§ **Saved data entries**:
════════════════

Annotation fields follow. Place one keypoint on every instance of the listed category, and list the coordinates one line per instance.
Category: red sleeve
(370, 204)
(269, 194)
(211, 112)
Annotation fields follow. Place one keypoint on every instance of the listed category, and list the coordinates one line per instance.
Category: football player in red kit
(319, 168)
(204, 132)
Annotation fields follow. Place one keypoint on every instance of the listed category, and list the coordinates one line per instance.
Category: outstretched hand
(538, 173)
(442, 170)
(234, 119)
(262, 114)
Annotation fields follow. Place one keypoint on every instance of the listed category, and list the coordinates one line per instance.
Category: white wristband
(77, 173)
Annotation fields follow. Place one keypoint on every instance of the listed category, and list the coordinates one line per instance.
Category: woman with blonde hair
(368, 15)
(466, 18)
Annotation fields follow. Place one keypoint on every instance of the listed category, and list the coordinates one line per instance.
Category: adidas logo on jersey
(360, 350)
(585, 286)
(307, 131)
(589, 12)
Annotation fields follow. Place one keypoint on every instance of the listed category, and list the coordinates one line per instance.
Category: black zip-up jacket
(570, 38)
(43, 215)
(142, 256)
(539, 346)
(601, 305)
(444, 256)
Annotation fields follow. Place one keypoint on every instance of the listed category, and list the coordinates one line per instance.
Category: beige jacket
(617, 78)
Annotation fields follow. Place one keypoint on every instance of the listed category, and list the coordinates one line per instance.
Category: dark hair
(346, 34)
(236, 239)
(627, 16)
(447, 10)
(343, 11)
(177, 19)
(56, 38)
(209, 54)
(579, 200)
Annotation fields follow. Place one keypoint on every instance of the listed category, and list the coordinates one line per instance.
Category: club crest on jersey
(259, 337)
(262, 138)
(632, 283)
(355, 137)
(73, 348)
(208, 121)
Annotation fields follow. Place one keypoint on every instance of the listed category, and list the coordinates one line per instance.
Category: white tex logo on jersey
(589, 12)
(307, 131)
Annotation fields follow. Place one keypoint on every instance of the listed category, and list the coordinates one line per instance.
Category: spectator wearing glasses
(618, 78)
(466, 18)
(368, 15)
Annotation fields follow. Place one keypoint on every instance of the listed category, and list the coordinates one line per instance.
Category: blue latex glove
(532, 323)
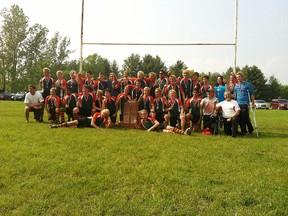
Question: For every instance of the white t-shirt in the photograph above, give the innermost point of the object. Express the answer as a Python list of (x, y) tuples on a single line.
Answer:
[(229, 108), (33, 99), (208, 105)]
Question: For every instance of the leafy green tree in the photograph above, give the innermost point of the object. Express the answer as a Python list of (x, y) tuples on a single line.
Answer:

════════════════

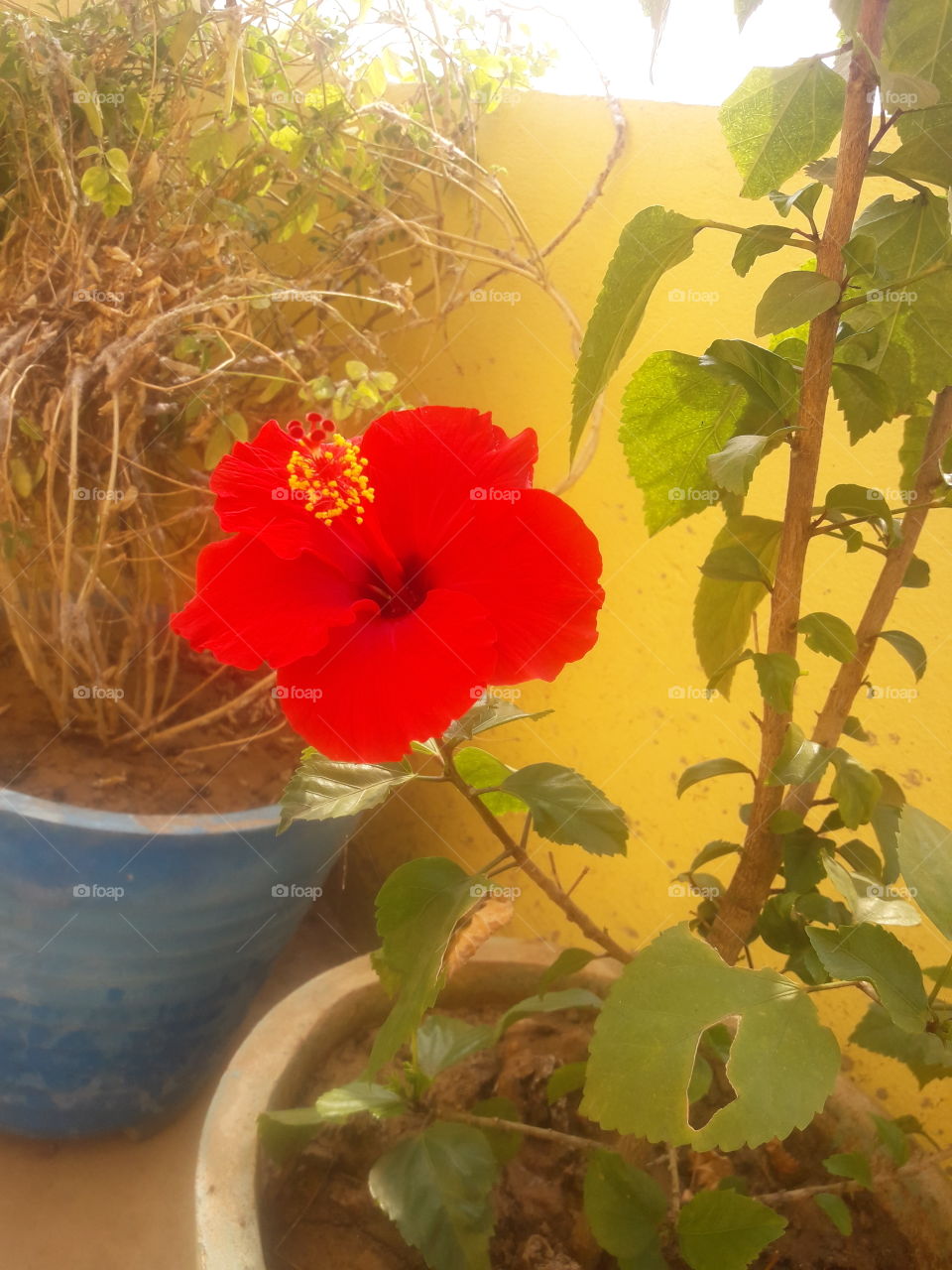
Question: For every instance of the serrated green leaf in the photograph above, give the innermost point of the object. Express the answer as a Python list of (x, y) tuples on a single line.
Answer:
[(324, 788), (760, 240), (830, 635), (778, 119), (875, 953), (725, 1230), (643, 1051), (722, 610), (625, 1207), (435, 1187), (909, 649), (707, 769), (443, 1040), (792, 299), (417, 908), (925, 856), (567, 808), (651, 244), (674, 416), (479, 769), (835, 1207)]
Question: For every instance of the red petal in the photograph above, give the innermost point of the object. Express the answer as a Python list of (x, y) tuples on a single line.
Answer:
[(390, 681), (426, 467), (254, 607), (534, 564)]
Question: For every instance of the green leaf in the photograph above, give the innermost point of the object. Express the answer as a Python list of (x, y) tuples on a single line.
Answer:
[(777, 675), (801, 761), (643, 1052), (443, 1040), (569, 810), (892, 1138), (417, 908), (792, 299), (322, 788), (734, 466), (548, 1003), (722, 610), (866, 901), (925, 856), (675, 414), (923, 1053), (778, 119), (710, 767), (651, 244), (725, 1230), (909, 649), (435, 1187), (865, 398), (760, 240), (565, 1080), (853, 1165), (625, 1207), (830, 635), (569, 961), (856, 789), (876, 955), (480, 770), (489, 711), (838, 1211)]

════════════════

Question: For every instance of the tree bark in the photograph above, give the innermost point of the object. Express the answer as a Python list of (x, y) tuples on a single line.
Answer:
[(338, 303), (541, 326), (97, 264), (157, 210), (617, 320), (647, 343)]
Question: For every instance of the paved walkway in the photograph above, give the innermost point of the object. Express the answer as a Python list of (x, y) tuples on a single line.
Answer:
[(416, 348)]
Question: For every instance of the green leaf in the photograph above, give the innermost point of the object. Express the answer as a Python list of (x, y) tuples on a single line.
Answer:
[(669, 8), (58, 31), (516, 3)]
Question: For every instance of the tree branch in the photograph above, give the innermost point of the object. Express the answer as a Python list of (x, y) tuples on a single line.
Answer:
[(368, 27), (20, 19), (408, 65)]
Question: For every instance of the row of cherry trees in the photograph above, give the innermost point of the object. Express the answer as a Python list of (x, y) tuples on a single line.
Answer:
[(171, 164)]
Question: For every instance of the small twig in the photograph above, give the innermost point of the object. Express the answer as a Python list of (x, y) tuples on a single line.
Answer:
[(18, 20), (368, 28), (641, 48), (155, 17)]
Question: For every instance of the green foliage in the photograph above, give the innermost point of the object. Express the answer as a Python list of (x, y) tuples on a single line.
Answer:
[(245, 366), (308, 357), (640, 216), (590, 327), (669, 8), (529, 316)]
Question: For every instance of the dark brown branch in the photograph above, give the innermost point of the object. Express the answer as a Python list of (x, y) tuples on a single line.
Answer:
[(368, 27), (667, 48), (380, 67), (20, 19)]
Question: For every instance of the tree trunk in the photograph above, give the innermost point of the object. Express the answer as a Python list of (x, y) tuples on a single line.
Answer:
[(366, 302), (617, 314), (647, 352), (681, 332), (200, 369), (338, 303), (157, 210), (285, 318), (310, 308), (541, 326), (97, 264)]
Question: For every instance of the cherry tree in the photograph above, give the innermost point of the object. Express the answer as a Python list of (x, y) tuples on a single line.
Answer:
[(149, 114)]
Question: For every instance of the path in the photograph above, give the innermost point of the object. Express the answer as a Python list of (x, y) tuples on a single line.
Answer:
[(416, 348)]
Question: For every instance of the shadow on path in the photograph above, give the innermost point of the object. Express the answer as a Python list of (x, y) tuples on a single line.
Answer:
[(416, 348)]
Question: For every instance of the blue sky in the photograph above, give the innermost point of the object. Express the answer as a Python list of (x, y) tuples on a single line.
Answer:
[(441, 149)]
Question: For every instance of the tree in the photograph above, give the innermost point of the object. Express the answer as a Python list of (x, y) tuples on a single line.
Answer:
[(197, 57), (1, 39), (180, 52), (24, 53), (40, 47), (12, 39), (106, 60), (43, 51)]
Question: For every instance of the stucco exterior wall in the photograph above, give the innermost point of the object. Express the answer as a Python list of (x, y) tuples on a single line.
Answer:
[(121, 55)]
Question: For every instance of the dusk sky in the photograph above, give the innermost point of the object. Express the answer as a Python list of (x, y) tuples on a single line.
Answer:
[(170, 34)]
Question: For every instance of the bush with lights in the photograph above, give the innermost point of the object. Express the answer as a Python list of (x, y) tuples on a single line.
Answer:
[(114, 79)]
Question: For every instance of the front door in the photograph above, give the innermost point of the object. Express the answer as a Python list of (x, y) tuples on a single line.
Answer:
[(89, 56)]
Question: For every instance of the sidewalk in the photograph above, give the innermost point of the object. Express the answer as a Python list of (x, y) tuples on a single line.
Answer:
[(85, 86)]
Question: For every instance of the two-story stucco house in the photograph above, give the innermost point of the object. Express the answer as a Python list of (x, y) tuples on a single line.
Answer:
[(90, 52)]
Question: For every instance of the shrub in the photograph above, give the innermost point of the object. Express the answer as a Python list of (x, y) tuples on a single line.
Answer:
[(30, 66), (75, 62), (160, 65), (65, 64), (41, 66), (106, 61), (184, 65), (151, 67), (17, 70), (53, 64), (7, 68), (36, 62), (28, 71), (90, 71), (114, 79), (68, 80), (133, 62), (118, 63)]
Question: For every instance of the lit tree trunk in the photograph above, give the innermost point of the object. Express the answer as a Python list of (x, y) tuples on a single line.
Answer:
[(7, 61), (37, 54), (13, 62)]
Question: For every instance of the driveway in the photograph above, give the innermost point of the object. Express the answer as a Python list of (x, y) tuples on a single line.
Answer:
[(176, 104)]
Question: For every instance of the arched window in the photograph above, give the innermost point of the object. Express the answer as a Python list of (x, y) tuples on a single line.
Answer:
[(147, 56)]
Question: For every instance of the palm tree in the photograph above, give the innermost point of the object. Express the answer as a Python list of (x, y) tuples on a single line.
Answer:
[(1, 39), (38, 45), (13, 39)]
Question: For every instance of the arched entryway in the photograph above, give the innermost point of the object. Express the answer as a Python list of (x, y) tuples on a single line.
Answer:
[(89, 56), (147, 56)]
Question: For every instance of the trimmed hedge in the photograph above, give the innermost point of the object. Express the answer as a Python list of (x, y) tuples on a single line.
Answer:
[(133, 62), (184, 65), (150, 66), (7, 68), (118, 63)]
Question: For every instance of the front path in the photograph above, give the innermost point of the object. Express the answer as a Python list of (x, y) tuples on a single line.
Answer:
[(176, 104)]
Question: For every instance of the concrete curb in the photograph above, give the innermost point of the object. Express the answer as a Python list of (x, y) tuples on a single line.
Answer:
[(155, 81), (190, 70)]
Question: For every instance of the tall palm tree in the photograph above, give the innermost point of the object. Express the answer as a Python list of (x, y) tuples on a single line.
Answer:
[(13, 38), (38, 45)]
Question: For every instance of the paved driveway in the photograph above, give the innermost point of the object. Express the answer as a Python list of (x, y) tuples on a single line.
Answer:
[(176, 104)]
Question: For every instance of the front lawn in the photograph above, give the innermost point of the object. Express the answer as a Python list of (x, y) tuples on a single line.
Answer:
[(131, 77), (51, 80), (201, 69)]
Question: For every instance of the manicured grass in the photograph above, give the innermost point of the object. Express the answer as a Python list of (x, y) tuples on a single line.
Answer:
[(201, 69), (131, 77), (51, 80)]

════════════════

§ **WHAT THE EXERCISE ASKS**: Search the records for the word "arched" and return every line that holds it.

§ **RESPONSE TO THIS EXERCISE**:
Question: For every instance of the arched window in the photograph above, give the innermost point of the object. Express the answer as a Python list of (x, y) tuples on a single line.
Question: For every instance of the arched entryway in the photograph above, give the innermost point of the object. Express the answer as a Python list of (x, y) tuples on a single line.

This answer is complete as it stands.